Entries on locating named things:
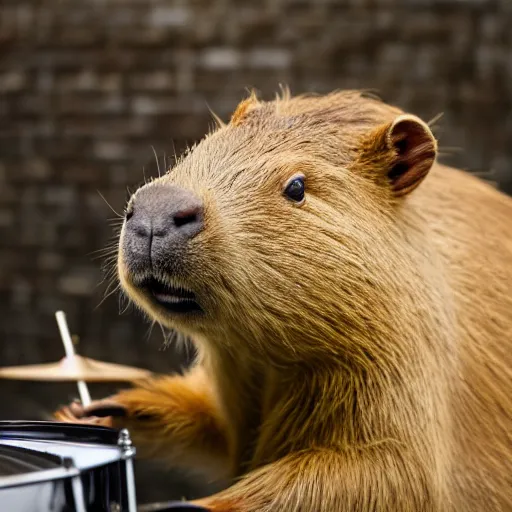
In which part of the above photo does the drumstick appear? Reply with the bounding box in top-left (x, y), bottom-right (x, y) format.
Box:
top-left (55, 311), bottom-right (91, 407)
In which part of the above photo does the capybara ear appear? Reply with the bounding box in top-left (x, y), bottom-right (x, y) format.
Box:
top-left (388, 115), bottom-right (437, 196)
top-left (230, 91), bottom-right (260, 126)
top-left (361, 114), bottom-right (437, 196)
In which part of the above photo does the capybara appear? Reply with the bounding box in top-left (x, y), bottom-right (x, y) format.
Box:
top-left (56, 90), bottom-right (512, 512)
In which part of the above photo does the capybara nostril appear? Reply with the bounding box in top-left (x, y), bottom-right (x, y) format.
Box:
top-left (174, 207), bottom-right (203, 228)
top-left (123, 184), bottom-right (204, 272)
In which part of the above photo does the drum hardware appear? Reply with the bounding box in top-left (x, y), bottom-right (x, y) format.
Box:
top-left (117, 428), bottom-right (137, 512)
top-left (0, 311), bottom-right (207, 512)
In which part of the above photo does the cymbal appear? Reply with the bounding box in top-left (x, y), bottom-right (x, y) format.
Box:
top-left (0, 354), bottom-right (151, 382)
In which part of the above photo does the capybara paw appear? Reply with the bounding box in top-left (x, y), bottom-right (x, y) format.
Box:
top-left (53, 398), bottom-right (126, 427)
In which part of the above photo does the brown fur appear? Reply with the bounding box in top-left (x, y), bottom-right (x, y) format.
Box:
top-left (57, 91), bottom-right (512, 512)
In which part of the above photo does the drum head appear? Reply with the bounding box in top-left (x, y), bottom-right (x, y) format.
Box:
top-left (0, 444), bottom-right (62, 482)
top-left (0, 421), bottom-right (119, 445)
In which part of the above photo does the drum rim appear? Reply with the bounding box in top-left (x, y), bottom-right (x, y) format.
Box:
top-left (0, 420), bottom-right (119, 445)
top-left (0, 467), bottom-right (80, 492)
top-left (0, 442), bottom-right (80, 491)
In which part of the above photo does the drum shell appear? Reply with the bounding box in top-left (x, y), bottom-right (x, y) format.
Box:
top-left (0, 422), bottom-right (135, 512)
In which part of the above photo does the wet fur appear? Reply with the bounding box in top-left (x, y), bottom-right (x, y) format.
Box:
top-left (54, 91), bottom-right (512, 512)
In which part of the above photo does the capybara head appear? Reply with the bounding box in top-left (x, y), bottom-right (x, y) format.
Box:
top-left (118, 91), bottom-right (437, 364)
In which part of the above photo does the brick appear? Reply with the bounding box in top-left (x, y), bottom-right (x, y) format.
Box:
top-left (199, 48), bottom-right (243, 70)
top-left (148, 5), bottom-right (192, 27)
top-left (58, 267), bottom-right (101, 296)
top-left (0, 71), bottom-right (27, 94)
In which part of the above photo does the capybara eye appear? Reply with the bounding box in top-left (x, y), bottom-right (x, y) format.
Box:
top-left (284, 176), bottom-right (306, 203)
top-left (124, 205), bottom-right (133, 220)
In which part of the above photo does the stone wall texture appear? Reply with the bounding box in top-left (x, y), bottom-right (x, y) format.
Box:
top-left (0, 0), bottom-right (512, 501)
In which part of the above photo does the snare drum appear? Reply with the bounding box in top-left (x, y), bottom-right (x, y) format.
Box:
top-left (0, 421), bottom-right (137, 512)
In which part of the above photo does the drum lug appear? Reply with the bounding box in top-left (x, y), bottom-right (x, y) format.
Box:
top-left (117, 428), bottom-right (137, 512)
top-left (117, 428), bottom-right (135, 459)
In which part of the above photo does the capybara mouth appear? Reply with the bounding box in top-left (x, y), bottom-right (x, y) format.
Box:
top-left (139, 277), bottom-right (203, 314)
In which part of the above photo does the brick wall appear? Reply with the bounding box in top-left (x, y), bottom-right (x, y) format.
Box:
top-left (0, 0), bottom-right (512, 499)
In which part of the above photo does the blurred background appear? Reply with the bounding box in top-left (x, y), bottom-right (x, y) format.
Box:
top-left (0, 0), bottom-right (512, 502)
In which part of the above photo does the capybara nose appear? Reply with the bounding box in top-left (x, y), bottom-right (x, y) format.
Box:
top-left (124, 184), bottom-right (204, 269)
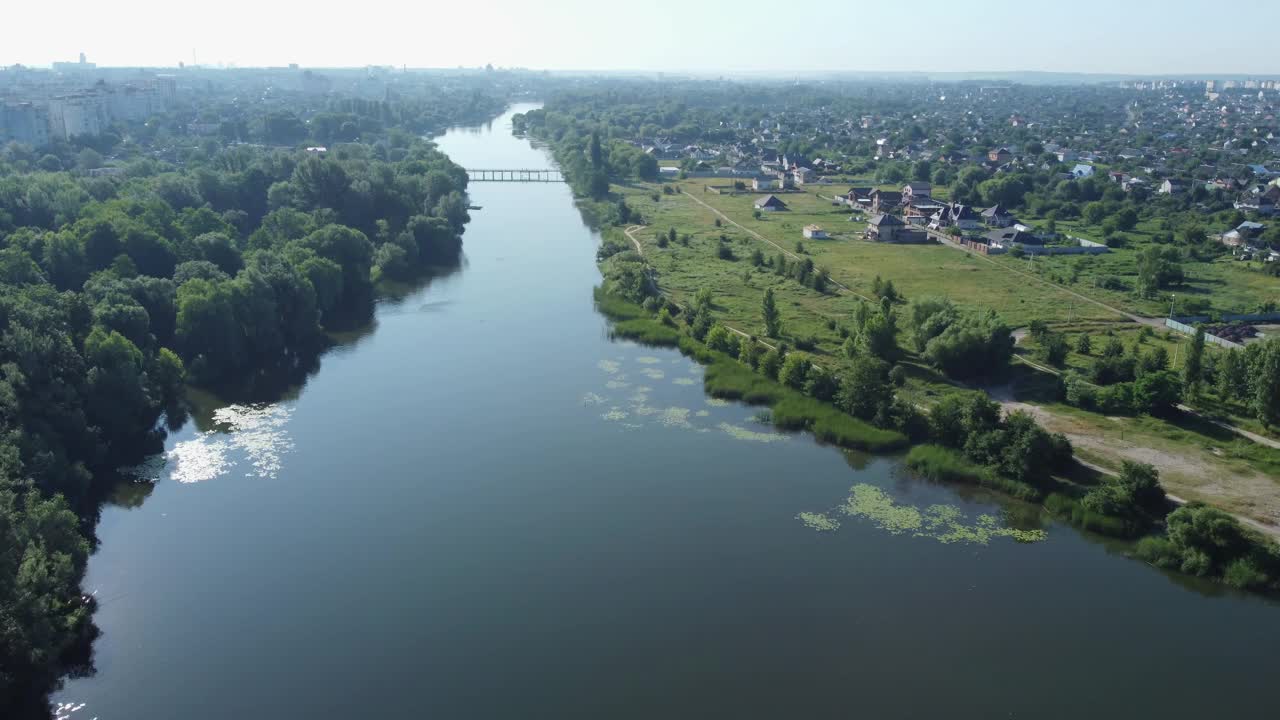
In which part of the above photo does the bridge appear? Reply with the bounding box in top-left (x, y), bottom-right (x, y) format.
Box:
top-left (467, 169), bottom-right (566, 182)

* Problem to work on:
Reproduce the data starting at the beginning and ending at the line containing "top-left (55, 311), bottom-right (91, 407)", both included, shifting every coordinate by adding 9 and keeping all other text unchanged. Omit the pictures from your answer.

* Completed task:
In which part of the above photo does the drumstick appear? Reply with the bounding box in top-left (x, y), bottom-right (x, y) format.
Box:
top-left (64, 320), bottom-right (100, 416)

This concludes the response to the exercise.